In the records below, count every line that contains the word "instance" and report only the total.
======== Material for this task ========
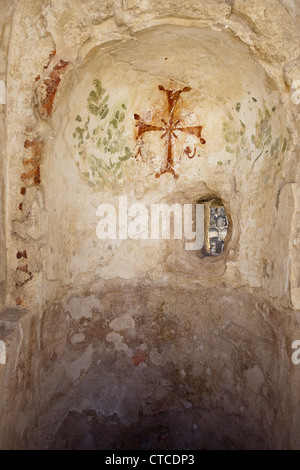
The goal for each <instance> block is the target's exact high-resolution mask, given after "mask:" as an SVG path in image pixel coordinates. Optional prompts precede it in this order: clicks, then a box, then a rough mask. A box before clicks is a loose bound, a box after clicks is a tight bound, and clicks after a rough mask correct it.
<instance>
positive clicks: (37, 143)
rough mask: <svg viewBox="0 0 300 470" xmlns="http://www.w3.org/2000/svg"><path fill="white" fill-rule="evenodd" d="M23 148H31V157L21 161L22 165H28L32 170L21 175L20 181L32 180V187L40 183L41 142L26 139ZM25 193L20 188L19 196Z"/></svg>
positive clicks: (24, 191)
mask: <svg viewBox="0 0 300 470" xmlns="http://www.w3.org/2000/svg"><path fill="white" fill-rule="evenodd" d="M24 147H25V148H26V149H30V148H31V157H30V158H29V159H28V160H23V165H24V166H27V165H30V166H32V168H31V169H30V170H29V171H27V172H24V173H22V174H21V180H22V181H23V182H24V183H27V182H30V180H33V184H34V185H39V184H40V183H41V173H40V161H41V156H42V153H43V149H44V145H43V142H41V141H40V140H39V139H34V140H33V141H30V140H28V139H26V140H25V142H24ZM27 186H28V184H27ZM25 193H26V188H22V189H21V194H25Z"/></svg>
========
Exercise response: 2